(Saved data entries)

····················

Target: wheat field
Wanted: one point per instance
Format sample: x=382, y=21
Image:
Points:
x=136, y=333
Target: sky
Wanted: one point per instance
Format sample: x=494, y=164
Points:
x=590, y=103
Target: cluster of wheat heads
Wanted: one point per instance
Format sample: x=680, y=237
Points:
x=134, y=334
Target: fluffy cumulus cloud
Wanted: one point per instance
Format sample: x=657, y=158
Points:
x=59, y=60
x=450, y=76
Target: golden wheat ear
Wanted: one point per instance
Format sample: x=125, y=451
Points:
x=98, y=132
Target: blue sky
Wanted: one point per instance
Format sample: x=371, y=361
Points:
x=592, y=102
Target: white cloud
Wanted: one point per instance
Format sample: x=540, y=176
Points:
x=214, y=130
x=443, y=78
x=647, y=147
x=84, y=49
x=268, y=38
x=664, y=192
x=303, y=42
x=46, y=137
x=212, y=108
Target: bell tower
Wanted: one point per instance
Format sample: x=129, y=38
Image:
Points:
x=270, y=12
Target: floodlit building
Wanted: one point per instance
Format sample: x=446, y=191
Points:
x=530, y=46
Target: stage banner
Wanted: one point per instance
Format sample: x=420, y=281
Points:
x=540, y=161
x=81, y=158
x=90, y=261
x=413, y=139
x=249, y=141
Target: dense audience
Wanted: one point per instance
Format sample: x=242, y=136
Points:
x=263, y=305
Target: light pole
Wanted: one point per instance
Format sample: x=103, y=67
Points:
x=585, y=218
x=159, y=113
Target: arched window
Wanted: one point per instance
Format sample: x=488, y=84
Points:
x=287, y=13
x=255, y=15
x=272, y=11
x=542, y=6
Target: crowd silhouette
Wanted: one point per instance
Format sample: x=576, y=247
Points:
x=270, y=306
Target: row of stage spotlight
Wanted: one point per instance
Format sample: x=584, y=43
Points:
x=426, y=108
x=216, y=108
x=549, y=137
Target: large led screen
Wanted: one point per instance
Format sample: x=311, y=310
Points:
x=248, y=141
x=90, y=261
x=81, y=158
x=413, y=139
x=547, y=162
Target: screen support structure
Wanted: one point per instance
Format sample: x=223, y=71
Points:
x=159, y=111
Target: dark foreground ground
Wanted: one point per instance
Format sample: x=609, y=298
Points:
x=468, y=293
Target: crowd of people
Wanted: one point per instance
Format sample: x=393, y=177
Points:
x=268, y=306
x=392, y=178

····················

▸ Exercise instructions: From the line that contains "Target: screen support structure" through the end of the records above, print every line exactly and nothing else.

▸ Reply:
Target: screen support structure
Wanted: one point per instance
Format sample: x=223, y=71
Points:
x=159, y=111
Target: dark foreground ground
Wanted: one point per instance
Format sample: x=609, y=298
Points:
x=468, y=293
Target: crowd of people
Wanted: one point per instance
Format sample: x=393, y=177
Points:
x=268, y=306
x=392, y=178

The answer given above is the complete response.